Задание 1
Соберите все строки записей, в которых встречается строка «target», с учетом регистра.

В 2021 году вы вышли из Яблока. В чем сейчас вы не согласны по поводу войны с Явлинским?

— Я не согласна с тем, что нельзя отстаивать свои взгляды и убеждения ценой своей жизни. Я считаю, что можно. Ценой своей жизни, свободы можно отстаивать свои взгляды и убеждения. Если Украина отстаивает свою свободу и независимость ценой жизни людей, которые готовы на это, то Украине — почет и уважение. И только можно ей поддержку высказать. Но призывать Украину прекратить защищаться, на мой взгляд, это просто, ну, как сказать, ну, аморально, наверное, я бы так сказала. Я не хочу обижать Григория Алексеевича. Я понимаю, опять же, в какой он ситуации находится. Но, и, наверное, он не может призывать Путина перестать воевать. По всей видимости, так. Потому что гораздо логичнее российскому политику обращаться не к президенту другой страны, а к президенту своей страны. Поэтому вот так вот. С этой позицией я категорически не согласна. Мы должны поддерживать взгляды и ценности. Наши коллеги, наши друзья и люди, нам абсолютно незнакомые, жертвуют сейчас в России своими жизнями, чтобы высказаться против войны. А мы, имея такую большую либеральную партию, единственную либеральную партию, видим от нее оценку, что Украина должна сдаться. Мне кажется, это совсем неправильно.

В 2023 году вы были организатором выставок «Лица российского сопротивления». В чем была их цель? Удалось ли вам ее достичь?

— Проект «Лица российского сопротивления» появился в 2023 году, но он продолжается до сих пор. И, в общем-то, целью его изначально было то, чтобы рассказывать за рубежом, в Европе, в Америке, в Австралии, в любых странах мира, рассказывать о репрессиях в России. Рассказывать о том, что россияне боролись с Путиным и задолго до войны тоже. То есть наши герои — они не все связаны с антивоенным протестом. И мы, в общем-то, в этом проекте — это волонтерский проект, который делается группой активистов и муниципальных депутатов, уехавших из России. Он сейчас уже заключается не только в выставках, мы выставки делаем в нескольких форматах, и мы издали книгу на русском, готовим издание еще на трех языках. Это сборник последних слов политзаключенных, который составил Илья Азар, участник проекта. И мы ищем разные способы для того, чтобы в разных странах говорить на разных языках о репрессиях в России. Мы считаем, что здесь недостаточно этой повестки, что об этом никто не хочет знать и слышать, потому что действительно это сложно и тяжело, и истории эти страшные. Чем дальше все происходит, тем хуже все выглядит. Но тем не менее, мы продолжаем наше дело. Мы уже сейчас начали кампанию Free120 ПЗК за освобождение тяжелобольных политзаключенных. Она выросла логически из двух событий. Из обмена 1 августа и из гибели в СИЗО Павла Кушнира. И, соответственно, мы взяли такой круг людей, очертили его для себя, для того, чтобы бороться за их освобождение разными способами, в том числе через кампанию «Лица российского сопротивления» как инструмент продвижения этой инициативы. Мы хотим добиться освобождения, безусловного, более… Сейчас уже в этот список больше 150 человек входит — тяжелобольных людей, которые по политическим мотивам преследуются в России и сидят в тюрьмах.

Данные сегментации:
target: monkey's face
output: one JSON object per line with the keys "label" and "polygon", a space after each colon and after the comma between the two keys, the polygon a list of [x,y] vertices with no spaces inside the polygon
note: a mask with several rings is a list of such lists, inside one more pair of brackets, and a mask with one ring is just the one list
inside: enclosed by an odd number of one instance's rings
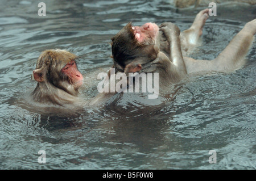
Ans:
{"label": "monkey's face", "polygon": [[79,88],[83,83],[82,74],[77,69],[75,60],[71,61],[61,70],[61,72],[66,75],[68,82],[72,85],[75,89]]}
{"label": "monkey's face", "polygon": [[156,24],[147,23],[141,27],[133,26],[131,28],[138,42],[146,44],[155,43],[159,29]]}
{"label": "monkey's face", "polygon": [[82,85],[83,77],[77,69],[77,56],[66,50],[47,50],[39,56],[36,69],[33,71],[35,80],[50,83],[68,93],[76,95]]}

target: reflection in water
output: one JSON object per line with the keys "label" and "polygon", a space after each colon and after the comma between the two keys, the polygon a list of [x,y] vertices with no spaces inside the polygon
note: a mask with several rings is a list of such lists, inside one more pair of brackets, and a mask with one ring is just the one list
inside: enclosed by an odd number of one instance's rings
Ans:
{"label": "reflection in water", "polygon": [[[166,101],[123,94],[99,108],[43,113],[25,103],[43,50],[65,49],[81,57],[81,95],[89,99],[97,92],[95,75],[112,63],[110,39],[128,22],[171,21],[182,31],[199,10],[176,11],[168,1],[44,2],[45,17],[37,15],[36,2],[0,6],[0,168],[255,169],[255,43],[242,69],[190,78]],[[240,6],[218,7],[192,57],[213,58],[255,18],[255,5]],[[41,149],[44,165],[38,163]],[[217,164],[208,162],[212,149]]]}

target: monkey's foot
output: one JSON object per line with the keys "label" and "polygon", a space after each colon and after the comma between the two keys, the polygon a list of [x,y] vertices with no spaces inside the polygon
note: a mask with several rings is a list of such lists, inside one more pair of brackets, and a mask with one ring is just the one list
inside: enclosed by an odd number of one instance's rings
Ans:
{"label": "monkey's foot", "polygon": [[193,30],[194,33],[199,37],[203,34],[203,27],[208,18],[209,9],[206,9],[199,12],[196,16],[192,25],[189,29]]}

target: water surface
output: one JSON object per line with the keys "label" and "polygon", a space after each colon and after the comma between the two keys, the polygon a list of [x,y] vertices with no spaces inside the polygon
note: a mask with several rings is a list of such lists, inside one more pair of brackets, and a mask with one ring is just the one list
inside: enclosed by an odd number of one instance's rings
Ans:
{"label": "water surface", "polygon": [[[242,69],[191,78],[175,87],[172,101],[152,106],[127,94],[101,108],[42,113],[20,100],[35,87],[31,75],[43,50],[81,57],[88,82],[81,94],[89,99],[97,92],[91,73],[111,66],[110,39],[127,23],[170,21],[183,31],[203,9],[176,10],[168,1],[44,2],[46,16],[38,15],[39,1],[0,3],[0,169],[256,168],[255,43]],[[192,57],[214,58],[256,16],[255,5],[217,10]],[[46,164],[38,162],[40,150]],[[208,162],[210,150],[216,164]]]}

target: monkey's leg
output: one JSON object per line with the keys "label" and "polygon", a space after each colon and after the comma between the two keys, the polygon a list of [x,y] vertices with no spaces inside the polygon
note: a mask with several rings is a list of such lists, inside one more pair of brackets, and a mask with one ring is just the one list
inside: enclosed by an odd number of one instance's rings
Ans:
{"label": "monkey's leg", "polygon": [[184,57],[188,73],[199,71],[229,72],[240,68],[256,33],[256,19],[247,23],[220,54],[212,61]]}
{"label": "monkey's leg", "polygon": [[191,47],[196,45],[203,33],[203,27],[208,18],[209,9],[200,11],[196,16],[191,27],[180,33],[180,38],[183,50],[187,51]]}
{"label": "monkey's leg", "polygon": [[[183,56],[181,53],[181,48],[180,47],[180,32],[179,28],[174,24],[168,23],[169,27],[164,26],[163,23],[160,26],[162,31],[164,33],[167,41],[169,42],[170,48],[170,59],[175,65],[180,74],[186,74],[187,70],[185,64],[183,60]],[[172,26],[170,28],[170,25]],[[163,27],[162,27],[163,26]]]}

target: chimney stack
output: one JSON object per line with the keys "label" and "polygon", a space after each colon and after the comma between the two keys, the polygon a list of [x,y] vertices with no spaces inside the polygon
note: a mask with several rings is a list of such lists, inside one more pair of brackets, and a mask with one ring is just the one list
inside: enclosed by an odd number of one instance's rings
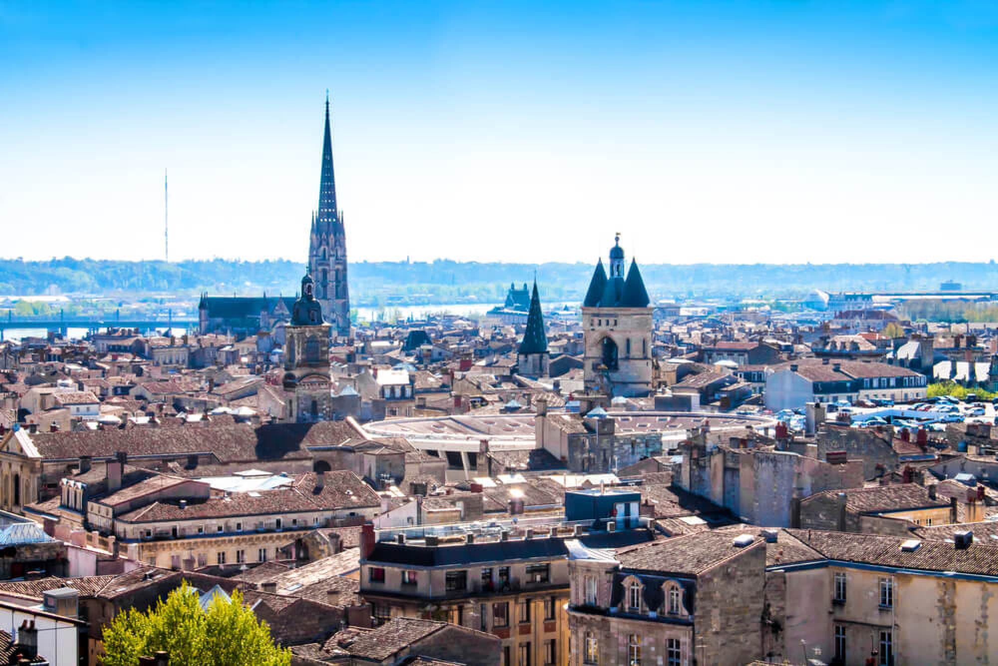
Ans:
{"label": "chimney stack", "polygon": [[128,453],[125,451],[118,451],[115,453],[114,460],[108,460],[106,464],[108,490],[114,491],[121,489],[122,476],[125,474],[125,462],[127,460]]}
{"label": "chimney stack", "polygon": [[377,543],[377,537],[374,535],[374,523],[365,522],[360,526],[360,556],[364,559],[370,557],[370,554],[374,552],[374,546]]}

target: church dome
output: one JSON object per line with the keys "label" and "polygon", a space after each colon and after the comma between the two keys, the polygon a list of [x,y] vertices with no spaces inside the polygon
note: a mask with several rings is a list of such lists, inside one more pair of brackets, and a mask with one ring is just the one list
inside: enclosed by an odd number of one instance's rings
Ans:
{"label": "church dome", "polygon": [[317,327],[322,324],[322,306],[315,300],[315,284],[311,276],[301,279],[301,296],[294,302],[291,325],[296,327]]}

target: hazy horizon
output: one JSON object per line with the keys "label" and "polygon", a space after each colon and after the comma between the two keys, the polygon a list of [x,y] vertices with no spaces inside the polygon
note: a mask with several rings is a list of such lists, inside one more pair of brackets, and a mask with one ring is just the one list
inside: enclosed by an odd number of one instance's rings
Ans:
{"label": "hazy horizon", "polygon": [[352,262],[993,257],[991,3],[0,0],[0,58],[11,257],[162,259],[169,168],[172,260],[303,263],[327,88]]}

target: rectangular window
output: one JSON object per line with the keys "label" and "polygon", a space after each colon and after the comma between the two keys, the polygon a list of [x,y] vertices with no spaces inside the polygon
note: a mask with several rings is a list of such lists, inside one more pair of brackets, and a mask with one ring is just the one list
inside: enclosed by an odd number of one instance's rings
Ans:
{"label": "rectangular window", "polygon": [[553,666],[558,663],[558,645],[555,639],[544,641],[544,666]]}
{"label": "rectangular window", "polygon": [[586,576],[586,604],[596,605],[596,576]]}
{"label": "rectangular window", "polygon": [[546,583],[550,576],[551,565],[549,564],[528,564],[527,582]]}
{"label": "rectangular window", "polygon": [[667,666],[683,666],[683,643],[678,638],[666,641]]}
{"label": "rectangular window", "polygon": [[544,619],[553,620],[555,619],[555,607],[558,600],[554,597],[548,597],[544,600]]}
{"label": "rectangular window", "polygon": [[845,602],[845,574],[844,573],[836,573],[835,574],[835,596],[833,597],[833,600],[837,601],[838,603],[844,603]]}
{"label": "rectangular window", "polygon": [[445,576],[445,582],[448,592],[465,590],[468,587],[468,572],[448,571]]}
{"label": "rectangular window", "polygon": [[894,607],[894,580],[892,578],[880,579],[880,607]]}
{"label": "rectangular window", "polygon": [[641,666],[641,636],[631,634],[627,639],[628,666]]}
{"label": "rectangular window", "polygon": [[835,660],[845,663],[845,625],[835,625]]}
{"label": "rectangular window", "polygon": [[530,642],[520,643],[520,661],[517,666],[530,666]]}
{"label": "rectangular window", "polygon": [[583,662],[587,664],[600,663],[600,643],[596,638],[596,634],[592,631],[587,631],[585,640],[586,644],[584,646],[585,655],[583,656]]}
{"label": "rectangular window", "polygon": [[493,627],[509,626],[508,601],[500,601],[499,603],[492,604],[492,626]]}
{"label": "rectangular window", "polygon": [[889,631],[880,632],[880,649],[877,662],[880,666],[894,666],[894,637]]}

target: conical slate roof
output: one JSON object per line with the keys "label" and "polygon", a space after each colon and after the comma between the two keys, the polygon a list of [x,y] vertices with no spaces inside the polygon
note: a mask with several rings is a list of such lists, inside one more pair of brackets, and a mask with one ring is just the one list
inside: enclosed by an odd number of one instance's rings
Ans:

Задание 2
Из каких двух событий, согласно отрывку, выросла кампания Free120 ПЗК?

Результат выполнения 1
target: monkey's face
target: reflection in water
target: monkey's foot
target: water surface
target: monkey's leg
target: chimney stack
target: church dome
target: hazy horizon
target: rectangular window
target: conical slate roof

Результат выполнения 2
Из обмена 1 августа и из гибели в СИЗО Павла Кушнира.